TASK REQUIREMENTS.
#1 In the post on Isaiah 3, why were the "great men" hauled off into captivity?
#2 Please translate this sentence from the post on Isaiah 3 into Spanish: "If you follow and depend upon bad leaders you will suffer through even worse leadership in their wake."
#3 Return the stretch of the post on Isaiah 3 from "Isaiah 3:1-13 is" up to and including "in their wake.", copied word for word.

PASSAGE GIVEN.
# # #

Posted by Joshua Claycamp on

For behold, the Lord God of hosts is taking away from Jerusalem and from Judah support and supply, all support of bread, and all support of water; the mighty man and the soldier, the judge and the prophet, the diviner and the elder, the captain of fifty and the man of rank, the counselor and the skillful magician and the expert in charms.

And I will make boys their princes, and infants shall rule over them. And the people will oppress one another, every one his fellow and every one his neighbor; the youth will be insolent to the elder, and the despised to the honorable. For a man will take hold of his brother in the house of his father, saying: “You have a cloak; you shall be our leader, and this heap of ruins shall be under your rule”; in that day he will speak out, saying: “I will not be a healer; in my house there is neither bread nor cloak; you shall not make me leader of the people.”

For Jerusalem has stumbled, and Judah has fallen, because their speech and their deeds are against the Lord, defying his glorious presence. For the look on their faces bears witness against them; they proclaim their sin like Sodom; they do not hide it. Woe to them! For they have brought evil on themselves. Tell the righteous that it shall be well with them, for they shall eat the fruit of their deeds. Woe to the wicked! It shall be ill with him, for what his hands have dealt out shall be done to him. My people—infants are their oppressors, and women rule over them.

O my people, your guides mislead you and they have swallowed up the course of your paths. The Lord has taken his place to contend; he stands to judge peoples.” (Isaiah 3:1–13, ESV)

 

Isaiah 3:1-13 is a judgement upon Judah and Jerusalem. The nation had trusted for far too long in their leaders, who were corrupt, and the result of their misplaced dependence is to be ruled by those who are, perhaps both figuratively and literally, children. The “great men,” so called, have been hauled off into captivity as a punishment for leading the entire nation into idolatry. As the great men have been lead off into exile, they have left behind lesser men, or children, to rule the nation. These lesser men will rule through tyrannical means; justice will fall to the ground and anarchy will reign. Society will become unstable. The only law that matters is to appease and satisfy whoever happens to be in power at that moment.

If you follow and depend upon bad leaders you will suffer through even worse leadership in their wake.  

Be sure to note the crime and punishment: Israel followed bad leaders into idolatry. This sin resulted in a war ravaged country left in “ruins” to be governed by impetuous self-serving children. The punishment for supporting and following bad leaders is not merely a broken home or a broken community. It is a broken home and broken community to be left indefinitely in the hands of tyrants. The true punishment is heart ache followed by a near-hopeless uncertainty for your future and your children's future as you are left in the hands of despots.

This is one of those crimes against the Lord where the true punishment is exponentially greater than the initial disaster of bad leadership. It is isn't simply war and exile; it is war, exile, and an entire future is lost.

# # #

SOURCE MATERIAL.

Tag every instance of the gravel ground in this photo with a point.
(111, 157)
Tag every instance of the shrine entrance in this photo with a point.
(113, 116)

# # #

RESPONSES TO THE TASKS.
#1 They were hauled off into captivity as a punishment for leading the entire nation into idolatry.

#2 Si sigues a malos líderes y dependes de ellos, sufrirás un liderazgo aún peor tras su paso.

#3
Isaiah 3:1-13 is a judgement upon Judah and Jerusalem. The nation had trusted for far too long in their leaders, who were corrupt, and the result of their misplaced dependence is to be ruled by those who are, perhaps both figuratively and literally, children. The “great men,” so called, have been hauled off into captivity as a punishment for leading the entire nation into idolatry. As the great men have been lead off into exile, they have left behind lesser men, or children, to rule the nation. These lesser men will rule through tyrannical means; justice will fall to the ground and anarchy will reign. Society will become unstable. The only law that matters is to appease and satisfy whoever happens to be in power at that moment.

If you follow and depend upon bad leaders you will suffer through even worse leadership in their wake.